Our goal in this assignment will be to find all the dates during the 10-day period when the closing price of the stock was equal to the mode (most frequent) value of the closing prices over the 10-day period.  We are going to tackle this in two parts.  First we will create a function to find the mode of the closing prices.  In part 2 we will then create a function to identify the dates on which the closing price was equal to the mode.


NOTE: For all parts of Question 1, you may not import any additional libraries - I would like you to solve these using only the Python you have learned so far and no helper libraries unless already imported for you. 

#### Question 1.1
Let's first define a function `most_freq_closing(price_dict)` which takes as input a dictionary of prices in the form of 'newco_dict' and returns the most frequent closing price (the mode of the closing prices) during the period as an integer.  You may assume that the dictionary is non-empty and that there is a single mode price (in real life, some datasets may have no mode, if all elements are represented equally as often, or may have more than one mode).

....

# Written exercise 1
Express the part of the records that opens with the line containing "of the white" and runs through the end of the records as a two-column CSV with the columns request and answer. Give one row per request, with each value in a single quoted field and its line breaks replaced by spaces.
The assignment text and the records are separate, unrelated material.

# Listed records
....

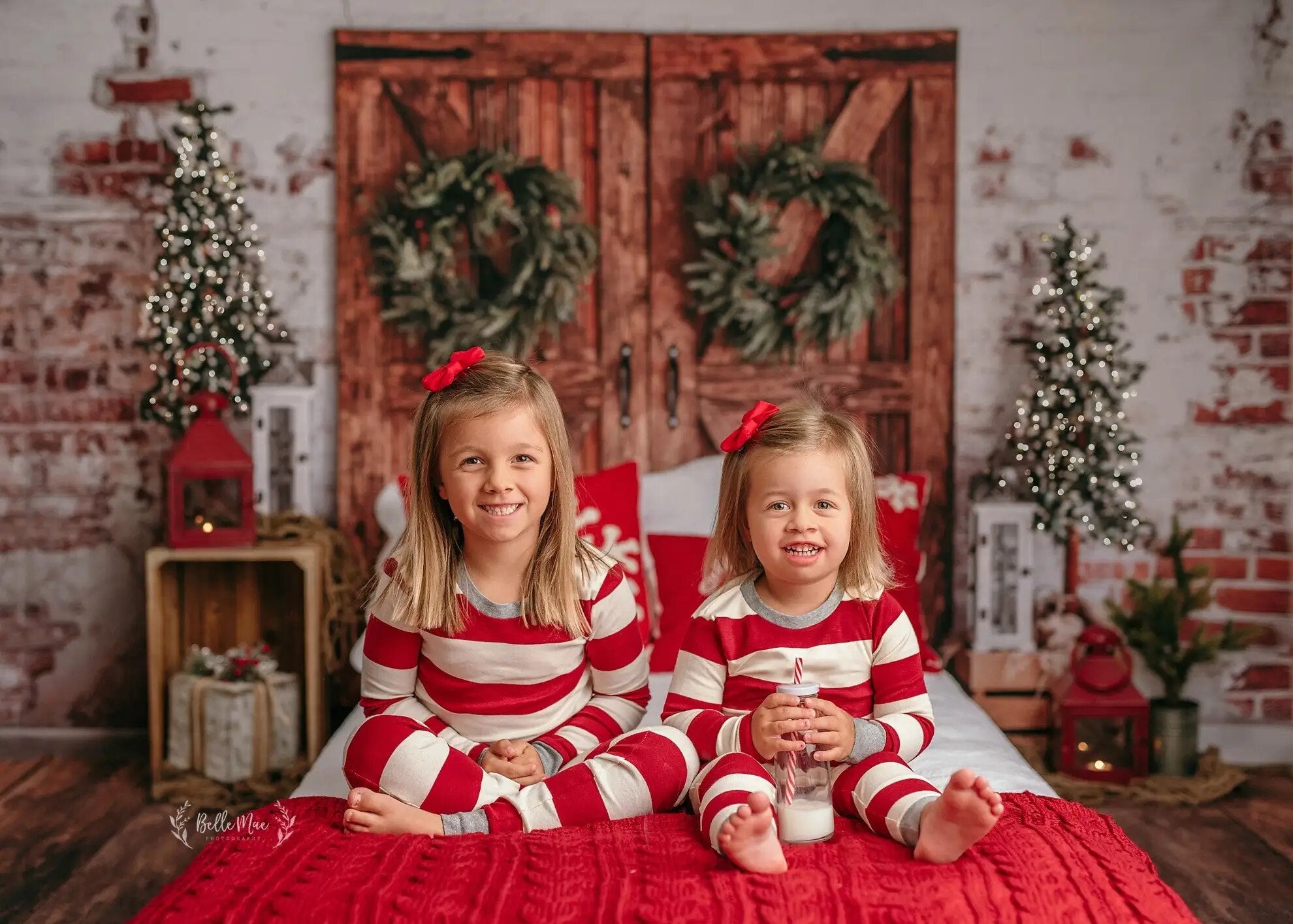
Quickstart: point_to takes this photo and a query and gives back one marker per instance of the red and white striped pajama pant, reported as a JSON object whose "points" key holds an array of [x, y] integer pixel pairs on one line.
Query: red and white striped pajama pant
{"points": [[880, 790], [633, 774]]}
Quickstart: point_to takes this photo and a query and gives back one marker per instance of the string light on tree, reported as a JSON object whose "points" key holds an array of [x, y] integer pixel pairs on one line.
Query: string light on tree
{"points": [[1070, 449], [208, 281]]}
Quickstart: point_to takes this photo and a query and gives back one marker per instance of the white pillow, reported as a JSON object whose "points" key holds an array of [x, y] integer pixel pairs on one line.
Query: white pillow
{"points": [[682, 500], [389, 513]]}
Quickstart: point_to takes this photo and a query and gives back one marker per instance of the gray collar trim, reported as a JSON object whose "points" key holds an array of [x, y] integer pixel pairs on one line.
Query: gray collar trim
{"points": [[803, 620], [481, 603]]}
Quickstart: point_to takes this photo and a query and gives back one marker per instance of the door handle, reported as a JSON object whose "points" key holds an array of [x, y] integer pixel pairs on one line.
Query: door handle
{"points": [[671, 388], [626, 384]]}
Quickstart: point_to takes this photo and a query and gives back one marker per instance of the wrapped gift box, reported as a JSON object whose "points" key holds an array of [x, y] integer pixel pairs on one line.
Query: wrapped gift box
{"points": [[234, 729]]}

....

# Written exercise 2
Retype the whole assignment text on finding the mode of closing prices, word for word.

# Worked solution 1
request,answer
"Quickstart: point_to takes this photo and a query and gives back one marker per instance of the white pillow, reported as a JSON object whose ""points"" key holds an array of [x, y] integer pixel pairs on one line. Query: white pillow","{""points"": [[682, 500], [389, 513]]}"
"Quickstart: point_to takes this photo and a query and gives back one marker per instance of the gray collar trim, reported as a JSON object whose ""points"" key holds an array of [x, y] integer pixel pairs on one line. Query: gray collar trim","{""points"": [[803, 620], [481, 603]]}"
"Quickstart: point_to takes this photo and a query and gives back one marker per instance of the door handle, reported as a JSON object whose ""points"" key holds an array of [x, y] integer pixel pairs on one line. Query: door handle","{""points"": [[671, 388], [626, 384]]}"
"Quickstart: point_to takes this photo and a query and gives back one marker per instance of the wrapped gift box, reported as a JSON object whose ""points"" key holds an array of [x, y] integer pixel pairs on one line. Query: wrapped gift box","{""points"": [[234, 729]]}"

# Worked solution 2
Our goal in this assignment will be to find all the dates during the 10-day period when the closing price of the stock was equal to the mode (most frequent) value of the closing prices over the 10-day period.  We are going to tackle this in two parts.  First we will create a function to find the mode of the closing prices.  In part 2 we will then create a function to identify the dates on which the closing price was equal to the mode.


NOTE: For all parts of Question 1, you may not import any additional libraries - I would like you to solve these using only the Python you have learned so far and no helper libraries unless already imported for you. 

#### Question 1.1
Let's first define a function `most_freq_closing(price_dict)` which takes as input a dictionary of prices in the form of 'newco_dict' and returns the most frequent closing price (the mode of the closing prices) during the period as an integer.  You may assume that the dictionary is non-empty and that there is a single mode price (in real life, some datasets may have no mode, if all elements are represented equally as often, or may have more than one mode).